#### Document text

Provide wireless connectivity to your projects with ESP-WROOM-02 and STM32F091RC
Empowering your IoT ecosystem with supercharged WiFi!
Published Feb 26, 2024
Click board™
WiFi ESP Click
Dev. board
Nucleo-64 with STM32F091RC MCU
Compiler
NECTO Studio
MCU
STM32F091RC
Transform your environment into a smart oasis with our WiFi module, designed to effortlessly integrate into your projects, providing the connectivity backbone for your connected lifestyle.
A
A
Hardware Overview
How does it work?
WiFi ESP Click is based on the ESP-WROOM-02, a fully integrated WiFi module from Espressif. It carries the well-known work-horse ESP8266EX, a highly integrated SoC solution that meets continuous demands for efficient power usage, compact design, and reliable performance in the industry. Besides the WiFi functionalities, ESP8266EX integrates an enhanced version of Tensilica’s L106 Diamond series 32-bit processor and on-chip SRAM, as well as antenna switches, RF balun, power amplifier, low noise receiver amplifier, filters, and power management modules. The module also includes 2MB of SPI flash to store a user program. With the complete and self-contained WiFi networking capabilities, it
can perform as either a standalone application (WROOM module itself) or the slave to an MCU host, which is the primary intention of the click board as a whole. So, this click board is applied to any microcontroller design as a WiFi adaptor through the UART interface (RX, TX lines on mikroBUS pin socket). The WiFi ESP Click comes with exposed 5 GPIOs of the module, which are part of the HSPI/GPIO interface of the module. The GPIO0 is used to enter the ESP8266EX’s UART download mode by shortening it with the GND just next to it. This way, you can upgrade the module’s firmware or upload a custom one. WiFi ESP Click communicates with the host MCU using the UART interface as its default communication
protocol at the 115200 baud rate. Besides standard UART RX and TX lines, the host MCU is also connected to the WiFi ESP Click with EN and RST lines. The first one turns off the module with a LOW logic state, while the latter is used to reset the ESP8266EX. You can also use the UART interface to communicate with the ESP-WROOM-O2 module by the AT commands set. This Click board™ can be operated only with a 3.3V logic voltage level. The board must perform appropriate logic voltage level conversion before using MCUs with different logic levels. Also, it comes equipped with a library containing functions and an example code that can be used as a reference for further development.

########
#### Material for the task

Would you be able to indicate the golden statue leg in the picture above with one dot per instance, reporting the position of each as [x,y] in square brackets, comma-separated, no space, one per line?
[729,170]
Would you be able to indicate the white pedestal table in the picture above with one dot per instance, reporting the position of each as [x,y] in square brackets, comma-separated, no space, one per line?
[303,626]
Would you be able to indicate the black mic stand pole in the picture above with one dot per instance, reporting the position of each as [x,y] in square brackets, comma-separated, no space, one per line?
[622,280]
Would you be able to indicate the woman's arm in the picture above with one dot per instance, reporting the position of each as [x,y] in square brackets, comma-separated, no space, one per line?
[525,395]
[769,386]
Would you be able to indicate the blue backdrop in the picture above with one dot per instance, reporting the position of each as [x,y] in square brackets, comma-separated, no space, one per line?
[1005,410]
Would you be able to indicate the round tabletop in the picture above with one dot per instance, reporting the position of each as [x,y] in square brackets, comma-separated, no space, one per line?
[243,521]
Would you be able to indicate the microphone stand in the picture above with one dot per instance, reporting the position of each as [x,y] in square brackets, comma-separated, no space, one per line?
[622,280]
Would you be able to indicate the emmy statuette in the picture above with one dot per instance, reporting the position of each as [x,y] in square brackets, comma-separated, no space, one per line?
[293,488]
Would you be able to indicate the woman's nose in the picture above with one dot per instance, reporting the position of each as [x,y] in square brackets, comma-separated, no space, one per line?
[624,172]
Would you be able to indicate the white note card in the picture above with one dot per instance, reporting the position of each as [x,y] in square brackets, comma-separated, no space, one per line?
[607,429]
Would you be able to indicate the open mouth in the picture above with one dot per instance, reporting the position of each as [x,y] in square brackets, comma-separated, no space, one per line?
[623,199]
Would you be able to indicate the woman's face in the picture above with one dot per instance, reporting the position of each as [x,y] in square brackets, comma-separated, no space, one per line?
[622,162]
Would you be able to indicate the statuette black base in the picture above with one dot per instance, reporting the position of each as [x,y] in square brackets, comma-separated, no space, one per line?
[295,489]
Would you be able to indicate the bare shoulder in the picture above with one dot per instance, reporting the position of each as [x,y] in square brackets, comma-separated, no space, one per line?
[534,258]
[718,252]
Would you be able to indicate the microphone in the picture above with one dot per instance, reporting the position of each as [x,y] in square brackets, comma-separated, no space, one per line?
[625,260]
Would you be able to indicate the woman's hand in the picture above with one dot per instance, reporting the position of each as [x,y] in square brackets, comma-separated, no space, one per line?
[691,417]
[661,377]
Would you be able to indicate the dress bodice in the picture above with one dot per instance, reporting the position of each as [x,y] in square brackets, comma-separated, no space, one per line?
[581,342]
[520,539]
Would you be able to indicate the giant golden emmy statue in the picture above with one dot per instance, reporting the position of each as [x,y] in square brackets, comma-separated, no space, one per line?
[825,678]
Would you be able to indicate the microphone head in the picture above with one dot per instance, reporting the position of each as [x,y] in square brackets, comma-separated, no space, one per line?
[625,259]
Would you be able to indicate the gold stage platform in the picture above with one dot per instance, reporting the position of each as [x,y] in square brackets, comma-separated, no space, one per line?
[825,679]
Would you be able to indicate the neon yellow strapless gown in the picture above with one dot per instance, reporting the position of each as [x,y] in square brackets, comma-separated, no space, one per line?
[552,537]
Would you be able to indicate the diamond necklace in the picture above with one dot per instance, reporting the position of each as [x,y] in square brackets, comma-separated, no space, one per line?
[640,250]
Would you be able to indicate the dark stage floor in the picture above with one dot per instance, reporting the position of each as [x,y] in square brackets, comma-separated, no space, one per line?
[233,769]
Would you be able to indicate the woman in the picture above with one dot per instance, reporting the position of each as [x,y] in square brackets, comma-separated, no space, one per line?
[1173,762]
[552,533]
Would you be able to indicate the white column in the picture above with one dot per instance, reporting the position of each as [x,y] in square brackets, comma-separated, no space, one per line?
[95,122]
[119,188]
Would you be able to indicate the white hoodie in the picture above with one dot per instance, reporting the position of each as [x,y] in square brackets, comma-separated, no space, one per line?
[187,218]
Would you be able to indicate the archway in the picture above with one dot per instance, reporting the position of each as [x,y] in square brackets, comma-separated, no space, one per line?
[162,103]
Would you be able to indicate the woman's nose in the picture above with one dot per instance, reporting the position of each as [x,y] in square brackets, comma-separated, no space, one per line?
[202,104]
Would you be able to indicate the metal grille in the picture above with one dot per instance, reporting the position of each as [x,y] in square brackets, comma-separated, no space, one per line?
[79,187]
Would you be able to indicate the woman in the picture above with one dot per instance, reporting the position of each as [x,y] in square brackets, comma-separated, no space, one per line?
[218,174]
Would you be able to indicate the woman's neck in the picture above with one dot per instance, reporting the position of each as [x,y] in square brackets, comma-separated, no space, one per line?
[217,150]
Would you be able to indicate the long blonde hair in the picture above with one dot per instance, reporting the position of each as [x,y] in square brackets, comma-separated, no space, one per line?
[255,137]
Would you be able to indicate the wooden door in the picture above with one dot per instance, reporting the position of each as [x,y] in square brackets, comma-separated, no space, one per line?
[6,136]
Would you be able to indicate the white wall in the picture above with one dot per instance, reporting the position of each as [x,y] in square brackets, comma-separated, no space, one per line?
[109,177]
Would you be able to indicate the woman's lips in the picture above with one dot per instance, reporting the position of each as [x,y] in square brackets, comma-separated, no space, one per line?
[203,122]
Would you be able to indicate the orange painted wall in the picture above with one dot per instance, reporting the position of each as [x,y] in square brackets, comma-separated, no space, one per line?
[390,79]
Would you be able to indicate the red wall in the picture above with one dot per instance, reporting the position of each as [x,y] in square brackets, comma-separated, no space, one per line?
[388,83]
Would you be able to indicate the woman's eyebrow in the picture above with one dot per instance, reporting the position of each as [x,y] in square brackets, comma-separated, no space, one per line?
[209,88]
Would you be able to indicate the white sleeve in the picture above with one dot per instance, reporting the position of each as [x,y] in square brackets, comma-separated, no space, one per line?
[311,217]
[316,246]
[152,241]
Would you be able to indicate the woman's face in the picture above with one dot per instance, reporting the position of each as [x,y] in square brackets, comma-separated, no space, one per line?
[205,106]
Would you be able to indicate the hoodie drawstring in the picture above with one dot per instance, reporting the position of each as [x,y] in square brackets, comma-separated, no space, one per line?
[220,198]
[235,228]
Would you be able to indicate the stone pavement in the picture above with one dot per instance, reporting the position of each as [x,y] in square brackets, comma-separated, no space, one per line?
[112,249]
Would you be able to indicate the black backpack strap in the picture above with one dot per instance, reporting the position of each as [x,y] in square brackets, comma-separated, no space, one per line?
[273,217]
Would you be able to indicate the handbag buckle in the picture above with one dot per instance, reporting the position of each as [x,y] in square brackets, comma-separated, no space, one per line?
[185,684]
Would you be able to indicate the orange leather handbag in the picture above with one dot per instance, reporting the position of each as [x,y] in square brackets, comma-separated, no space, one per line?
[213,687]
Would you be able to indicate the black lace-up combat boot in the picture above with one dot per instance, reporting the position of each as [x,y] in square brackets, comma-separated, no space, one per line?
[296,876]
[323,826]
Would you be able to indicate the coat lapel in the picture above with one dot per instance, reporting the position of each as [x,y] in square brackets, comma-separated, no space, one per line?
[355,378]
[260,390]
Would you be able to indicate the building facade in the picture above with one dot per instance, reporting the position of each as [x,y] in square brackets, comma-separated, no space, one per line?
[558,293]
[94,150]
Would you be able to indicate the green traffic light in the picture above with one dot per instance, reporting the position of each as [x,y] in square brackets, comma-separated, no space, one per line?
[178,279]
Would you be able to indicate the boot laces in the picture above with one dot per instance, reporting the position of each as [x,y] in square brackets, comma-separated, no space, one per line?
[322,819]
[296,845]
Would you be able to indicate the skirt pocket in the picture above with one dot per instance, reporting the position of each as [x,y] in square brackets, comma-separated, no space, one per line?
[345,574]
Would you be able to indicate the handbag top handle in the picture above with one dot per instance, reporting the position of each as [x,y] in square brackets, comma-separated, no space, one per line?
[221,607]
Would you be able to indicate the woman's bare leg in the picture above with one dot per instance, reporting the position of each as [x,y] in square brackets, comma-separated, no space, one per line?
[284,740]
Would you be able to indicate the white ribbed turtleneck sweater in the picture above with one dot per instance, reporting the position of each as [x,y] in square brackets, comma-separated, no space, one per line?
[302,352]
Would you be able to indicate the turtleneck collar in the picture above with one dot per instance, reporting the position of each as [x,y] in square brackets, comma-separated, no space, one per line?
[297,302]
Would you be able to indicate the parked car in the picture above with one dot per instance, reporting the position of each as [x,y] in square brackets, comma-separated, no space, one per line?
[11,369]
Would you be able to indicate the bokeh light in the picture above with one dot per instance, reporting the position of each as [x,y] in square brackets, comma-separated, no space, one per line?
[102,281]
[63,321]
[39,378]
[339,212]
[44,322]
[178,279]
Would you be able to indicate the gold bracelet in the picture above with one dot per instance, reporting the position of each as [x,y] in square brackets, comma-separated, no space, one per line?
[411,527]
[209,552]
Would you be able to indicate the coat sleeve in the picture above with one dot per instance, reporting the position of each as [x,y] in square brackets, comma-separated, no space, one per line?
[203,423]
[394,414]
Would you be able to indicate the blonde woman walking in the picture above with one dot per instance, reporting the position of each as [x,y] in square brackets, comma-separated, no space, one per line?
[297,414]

########

Problems to work on:
1 - Which lines of the listing contain the word "light"? Copy each of those lines in full, and treat the match as case-sensitive.
2 - Could you write the next part of the WiFi ESP Click product page, picking up right after its final sentence?

Task responses:
1 -
Would you be able to indicate the green traffic light in the picture above with one dot per instance, reporting the position of each as [x,y] in square brackets, comma-separated, no space, one per line?
Would you be able to indicate the bokeh light in the picture above with one dot per instance, reporting the position of each as [x,y] in square brackets, comma-separated, no space, one per line?

2 -
Features overview
Development board
Nucleo-64 with STM32F091RC MCU offers a cost-effective and adaptable platform for developers to explore new ideas and prototype their designs. This board harnesses the versatility of the STM32 microcontroller, enabling users to select the optimal balance of performance and power consumption for their projects. It accommodates the STM32 microcontroller in the LQFP64 package and includes essential components such as a user LED, which doubles as an ARDUINO® signal, alongside user and reset push-buttons, and a 32.768kHz crystal oscillator for precise timing operations. Designed with expansion and flexibility in mind, the Nucleo-64 board features an ARDUINO® Uno V3 expansion connector and ST morpho extension pin
headers, granting complete access to the STM32's I/Os for comprehensive project integration. Power supply options are adaptable, supporting ST-LINK USB VBUS or external power sources, ensuring adaptability in various development environments. The board also has an on-board ST-LINK debugger/programmer with USB re-enumeration capability, simplifying the programming and debugging process. Moreover, the board is designed to simplify advanced development with its external SMPS for efficient Vcore logic supply, support for USB Device full speed or USB SNK/UFP full speed, and built-in cryptographic features, enhancing both the power efficiency and security of projects. Additional connectivity is
provided through dedicated connectors for external SMPS experimentation, a USB connector for the ST-LINK, and a MIPI® debug connector, expanding the possibilities for hardware interfacing and experimentation. Developers will find extensive support through comprehensive free software libraries and examples, courtesy of the STM32Cube MCU Package. This, combined with compatibility with a wide array of Integrated Development Environments (IDEs), including IAR Embedded Workbench®, MDK-ARM, and STM32CubeIDE, ensures a smooth and efficient development experience, allowing users to fully leverage the capabilities of the Nucleo-64 board in their projects.
Microcontroller Overview
MCU Card / MCU
Architecture
ARM Cortex-M0
MCU Memory (KB)
256
Silicon Vendor
STMicroelectronics
Pin count
64
RAM (Bytes)
32768
You complete me!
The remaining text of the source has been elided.